For her termination-based claim, Kempf contends the County terminated her in retaliation for complaining about Biedny, the investigation, and the way the County handles gender-based threats. Without direct evidence of retaliation, we apply the familiar burden-shifting analysis under McDonnell Douglas Corp. v. Green, 411 U.S. 792, 93 S.Ct. 1817, 36 L.Ed.2d 668 (1973). Under this framework, Kempf bears the initial burden of showing that she engaged in protected conduct, that a reasonable employee would have found the retaliatory action materially adverse, and the existence of a causal link between the protected conduct and materially adverse action. See Mahler v. First Dakota Title Ltd. P'ship, 931 F.3d 799, 805 (8th Cir. 2019). If Kempf establishes a prima facie case, "the burden shifts to [the County] to articulate a legitimate, non-retaliatory reason for the adverse action." Id. If the County articulates such a reason, then "the burden shifts back to [Kempf] to demonstrate that [the County's] proffered reason is pretextual." Id. To succeed, she must both discredit the County's explanation for her termination and "show the circumstances permit drawing a reasonable inference that the real reason for [that action] was retaliation." Gilbert v. Des Moines Area Cmty. Coll., 495 F.3d 906, 918 (8th Cir. 2007).

Supplied material.

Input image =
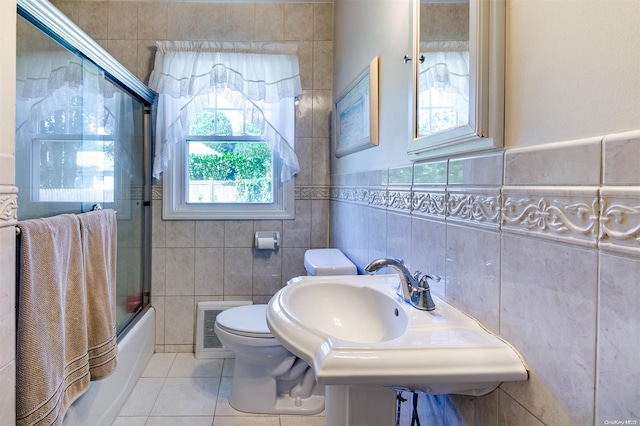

Instructions.
1. In the text on Kempf's retaliation claim, which case supplies the burden-shifting analysis the court applies?
2. Go on with the text on Kempf's retaliation claim, starting right after its final sentence.

Replies.
1. McDonnell Douglas Corp. v. Green, 411 U.S. 792 (1973).

2.
Following her suspension, Kempf submitted an informal complaint that expressly made allegations about improper investigations regarding gender-based threats. Assuming a prima facie case, the burden shifts to the County to provide a legitimate, non-retaliatory reason for Kempf's termination. The County asserts the termination was supported by four instances of misconduct documented in April 2016. First, on April 5, 2016, Kempf used her badge to enter the office suite of Chester Cooper, Director of the Department of Community Corrections and Rehabilitation ("DOCCR"), without express permission.
Second, on April 11, 2016, Kempf approached Cooper in the skyway in the County building and loudly and aggressively complained about her job. Third, on April 15, 2016, Kempf missed a deadline. Fourth, on April 20, 2016, Kempf was "abrasive, disrespectful, and unprofessional" at a client meeting. Each of these are legitimate, non-retaliatory reasons sufficient to shift the burden back to Kempf to demonstrate that the reasons given are pretextual.
Below, Kempf challenged only two of the County's proffered reasons as pretextual, which caused the...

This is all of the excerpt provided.